> [PROVIDED TEXT]:
# # # # #

By using the notion of F-weak contraction, Wardowski and Van Dung [4] have proved a fixed point theorem which generalizes the result of Wardowski as follows.

### Theorem 1.3

[4]

Let $$(X,d)$$ be a complete metric space and let $$T:X\rightarrow X$$ be an F-weak contraction. If T or F is continuous, then T has a unique fixed point $$x^{*}\in X$$ and for every $$x\in X$$ the sequence $$\{T^{n}x\}_{n\in\mathbb{N}}$$ converges to $$x^{*}$$.

Recently, by adding values $$d(T^{2}x, x)$$, $$d(T^{2}x, T x)$$, $$d(T^{2}x, y)$$, $$d(T^{2}x,T y)$$ to (2), Dung and Hang [1] introduced the notion of a modified generalized F-contraction and proved a fixed point theorem for such maps. They generalized an F-weak contraction to a generalized F-contraction as follows.

### Definition 1.4

Let $$(X,d)$$ be a metric space. A mapping $$T:X\rightarrow X$$ is said to be a generalized F-contraction on $$(X,d)$$ if there exist $$F\in\mathcal{F}$$ and $$\tau>0$$ such that

$$\forall x,y\in X, \quad \bigl[d(Tx, Ty)>0 \Rightarrow \tau+F\bigl(d(Tx,Ty)\bigr) \leq F\bigl(N(x,y)\bigr)\bigr],$$

where

\begin{aligned} N(x,y) =&\max\biggl\{ d(x,y),d(x,Tx),d(y,Ty),\frac{d(x,Ty)+d(y,Tx)}{2}, \\ &\frac{d(T^{2}x,x)+d(T^{2}x,Ty)}{2},d\bigl(T^{2}x,Tx\bigr), d\bigl(T^{2}x,y \bigr),d\bigl(T^{2}x,Ty\bigr) \biggr\} . \end{aligned}

By using the notion of a generalized F-contraction, Dung and Hang have proved the following fixed point theorem, which generalizes the result of Wardowski and Van Dung [4].

### Theorem 1.5

[1]

Let $$(X,d)$$ be a complete metric space and let $$T:X\rightarrow X$$ be a generalized F-contraction. If T or F is continuous, then T has a unique fixed point $$x^{*}\in X$$ and for every $$x\in X$$ the sequence $$\{T^{n}x\}_{n\in\mathbb{N}}$$ converges to $$x^{*}$$.

# # # # #

> [DATA SUPPLIED]:
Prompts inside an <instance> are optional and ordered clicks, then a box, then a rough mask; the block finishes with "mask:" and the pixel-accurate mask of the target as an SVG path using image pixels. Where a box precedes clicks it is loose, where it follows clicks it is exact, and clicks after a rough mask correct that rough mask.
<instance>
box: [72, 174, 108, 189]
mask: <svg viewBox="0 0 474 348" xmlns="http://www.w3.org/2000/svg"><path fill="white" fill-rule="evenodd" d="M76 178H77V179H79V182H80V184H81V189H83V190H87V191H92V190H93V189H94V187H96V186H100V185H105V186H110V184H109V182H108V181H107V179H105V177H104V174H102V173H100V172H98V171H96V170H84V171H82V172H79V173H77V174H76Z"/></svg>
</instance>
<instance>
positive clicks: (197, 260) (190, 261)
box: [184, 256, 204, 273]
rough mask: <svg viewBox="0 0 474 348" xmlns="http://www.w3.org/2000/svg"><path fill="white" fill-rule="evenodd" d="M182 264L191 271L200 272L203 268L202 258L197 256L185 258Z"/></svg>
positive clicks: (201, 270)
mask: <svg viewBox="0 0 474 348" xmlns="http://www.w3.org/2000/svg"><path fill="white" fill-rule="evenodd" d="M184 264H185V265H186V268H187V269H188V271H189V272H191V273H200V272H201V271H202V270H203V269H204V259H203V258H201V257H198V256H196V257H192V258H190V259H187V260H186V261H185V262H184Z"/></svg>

# # # # #

> [ACTIVITY 1]:
Reproduce the fixed point passage, everything from "### Definition 1.4" down to "and Van Dung [4].", renaming "generalized F-contraction" to "extended F-contraction" wherever it occurs.
> [ACTIVITY 2]:
Collect each line of the records that contains the string "viewBox".

> [RESPONSE 1]:
### Definition 1.4

Let $$(X,d)$$ be a metric space. A mapping $$T:X\rightarrow X$$ is said to be a extended F-contraction on $$(X,d)$$ if there exist $$F\in\mathcal{F}$$ and $$\tau>0$$ such that

$$\forall x,y\in X, \quad \bigl[d(Tx, Ty)>0 \Rightarrow \tau+F\bigl(d(Tx,Ty)\bigr) \leq F\bigl(N(x,y)\bigr)\bigr],$$

where

\begin{aligned} N(x,y) =&\max\biggl\{ d(x,y),d(x,Tx),d(y,Ty),\frac{d(x,Ty)+d(y,Tx)}{2}, \\ &\frac{d(T^{2}x,x)+d(T^{2}x,Ty)}{2},d\bigl(T^{2}x,Tx\bigr), d\bigl(T^{2}x,y \bigr),d\bigl(T^{2}x,Ty\bigr) \biggr\} . \end{aligned}

By using the notion of a extended F-contraction, Dung and Hang have proved the following fixed point theorem, which generalizes the result of Wardowski and Van Dung [4].

> [RESPONSE 2]:
mask: <svg viewBox="0 0 474 348" xmlns="http://www.w3.org/2000/svg"><path fill="white" fill-rule="evenodd" d="M76 178H77V179H79V182H80V184H81V189H83V190H87V191H92V190H93V189H94V187H96V186H100V185H105V186H110V184H109V182H108V181H107V179H105V177H104V174H102V173H100V172H98V171H96V170H84V171H82V172H79V173H77V174H76Z"/></svg>
rough mask: <svg viewBox="0 0 474 348" xmlns="http://www.w3.org/2000/svg"><path fill="white" fill-rule="evenodd" d="M182 264L191 271L200 272L203 268L202 258L197 256L185 258Z"/></svg>
mask: <svg viewBox="0 0 474 348" xmlns="http://www.w3.org/2000/svg"><path fill="white" fill-rule="evenodd" d="M184 264H185V265H186V268H187V269H188V271H189V272H191V273H200V272H201V271H202V270H203V269H204V259H203V258H201V257H198V256H196V257H192V258H190V259H187V260H186V261H185V262H184Z"/></svg>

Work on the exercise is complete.